→ Exercise brief
Scan the entries for the string "below" and give the number of lines that have it, nothing further.

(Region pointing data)
>>>>

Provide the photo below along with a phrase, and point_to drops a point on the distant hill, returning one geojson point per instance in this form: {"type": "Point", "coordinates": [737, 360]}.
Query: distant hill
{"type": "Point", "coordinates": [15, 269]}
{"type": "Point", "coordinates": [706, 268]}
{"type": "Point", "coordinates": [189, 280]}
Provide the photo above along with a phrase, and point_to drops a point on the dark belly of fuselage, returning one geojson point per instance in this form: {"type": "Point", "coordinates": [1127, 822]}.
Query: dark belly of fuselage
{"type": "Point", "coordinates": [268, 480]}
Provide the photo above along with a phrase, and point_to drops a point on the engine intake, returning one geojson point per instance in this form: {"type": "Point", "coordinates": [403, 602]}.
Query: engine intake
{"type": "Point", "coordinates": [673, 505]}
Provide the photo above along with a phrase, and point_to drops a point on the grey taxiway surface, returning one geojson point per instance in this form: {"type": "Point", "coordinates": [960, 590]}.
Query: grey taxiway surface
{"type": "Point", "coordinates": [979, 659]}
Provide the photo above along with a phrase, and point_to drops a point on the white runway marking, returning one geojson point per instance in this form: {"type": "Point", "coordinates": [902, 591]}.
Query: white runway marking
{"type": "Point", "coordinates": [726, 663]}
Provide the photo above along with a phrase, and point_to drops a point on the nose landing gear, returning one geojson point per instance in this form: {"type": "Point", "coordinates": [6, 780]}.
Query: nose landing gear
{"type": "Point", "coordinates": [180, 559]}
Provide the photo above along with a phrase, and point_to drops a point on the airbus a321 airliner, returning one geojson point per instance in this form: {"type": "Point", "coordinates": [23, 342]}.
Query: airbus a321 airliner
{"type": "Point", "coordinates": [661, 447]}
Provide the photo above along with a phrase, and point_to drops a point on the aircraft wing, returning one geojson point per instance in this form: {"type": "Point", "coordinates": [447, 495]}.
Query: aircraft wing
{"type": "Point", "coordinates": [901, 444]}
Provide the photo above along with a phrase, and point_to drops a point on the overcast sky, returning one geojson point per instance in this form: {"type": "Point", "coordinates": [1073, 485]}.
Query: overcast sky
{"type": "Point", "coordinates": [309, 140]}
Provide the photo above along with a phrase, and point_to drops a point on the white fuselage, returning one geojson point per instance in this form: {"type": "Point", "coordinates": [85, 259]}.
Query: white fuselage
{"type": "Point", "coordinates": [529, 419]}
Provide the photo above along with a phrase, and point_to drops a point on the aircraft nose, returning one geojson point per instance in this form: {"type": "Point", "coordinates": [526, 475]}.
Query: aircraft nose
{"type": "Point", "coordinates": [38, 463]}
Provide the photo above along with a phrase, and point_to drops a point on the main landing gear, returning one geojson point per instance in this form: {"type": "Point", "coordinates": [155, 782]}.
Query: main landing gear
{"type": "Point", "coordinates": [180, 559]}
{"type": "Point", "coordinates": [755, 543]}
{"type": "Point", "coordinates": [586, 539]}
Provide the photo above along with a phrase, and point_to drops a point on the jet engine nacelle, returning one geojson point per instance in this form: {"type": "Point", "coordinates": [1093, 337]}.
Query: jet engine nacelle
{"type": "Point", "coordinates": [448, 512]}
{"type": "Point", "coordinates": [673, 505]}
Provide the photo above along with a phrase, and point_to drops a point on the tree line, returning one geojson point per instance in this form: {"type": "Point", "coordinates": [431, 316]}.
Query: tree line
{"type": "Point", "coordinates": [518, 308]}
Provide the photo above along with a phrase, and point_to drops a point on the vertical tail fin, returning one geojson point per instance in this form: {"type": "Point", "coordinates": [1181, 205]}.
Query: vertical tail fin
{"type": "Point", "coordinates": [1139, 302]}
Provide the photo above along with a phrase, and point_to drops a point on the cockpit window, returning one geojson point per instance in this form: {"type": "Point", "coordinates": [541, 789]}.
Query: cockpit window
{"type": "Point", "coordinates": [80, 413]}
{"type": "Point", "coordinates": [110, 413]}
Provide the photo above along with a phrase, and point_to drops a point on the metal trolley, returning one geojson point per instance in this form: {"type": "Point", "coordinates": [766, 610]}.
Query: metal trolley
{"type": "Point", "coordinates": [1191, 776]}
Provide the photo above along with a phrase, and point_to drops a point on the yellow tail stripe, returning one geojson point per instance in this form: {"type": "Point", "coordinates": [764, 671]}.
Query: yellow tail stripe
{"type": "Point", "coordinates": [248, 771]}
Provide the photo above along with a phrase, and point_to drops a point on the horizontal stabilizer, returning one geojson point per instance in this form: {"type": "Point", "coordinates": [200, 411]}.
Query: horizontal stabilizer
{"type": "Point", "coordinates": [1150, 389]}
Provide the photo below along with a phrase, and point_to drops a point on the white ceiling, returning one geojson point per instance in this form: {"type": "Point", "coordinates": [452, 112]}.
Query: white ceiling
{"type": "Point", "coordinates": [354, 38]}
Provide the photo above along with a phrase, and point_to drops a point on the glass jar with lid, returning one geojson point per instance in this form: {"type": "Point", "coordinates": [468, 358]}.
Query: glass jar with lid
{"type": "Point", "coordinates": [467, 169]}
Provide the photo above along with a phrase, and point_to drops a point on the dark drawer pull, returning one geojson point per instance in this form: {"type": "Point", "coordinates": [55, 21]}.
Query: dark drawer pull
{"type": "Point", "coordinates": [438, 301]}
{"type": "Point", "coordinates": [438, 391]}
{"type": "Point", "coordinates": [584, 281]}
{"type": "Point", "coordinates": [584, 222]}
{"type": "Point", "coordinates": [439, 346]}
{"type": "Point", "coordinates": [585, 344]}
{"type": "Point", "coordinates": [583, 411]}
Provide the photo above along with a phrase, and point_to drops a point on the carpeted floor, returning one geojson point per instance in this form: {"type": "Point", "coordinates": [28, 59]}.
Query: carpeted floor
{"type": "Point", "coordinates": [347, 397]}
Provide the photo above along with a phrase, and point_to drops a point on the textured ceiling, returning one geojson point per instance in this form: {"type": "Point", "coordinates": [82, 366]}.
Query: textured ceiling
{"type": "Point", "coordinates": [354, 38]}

<<<<

→ Task solution
2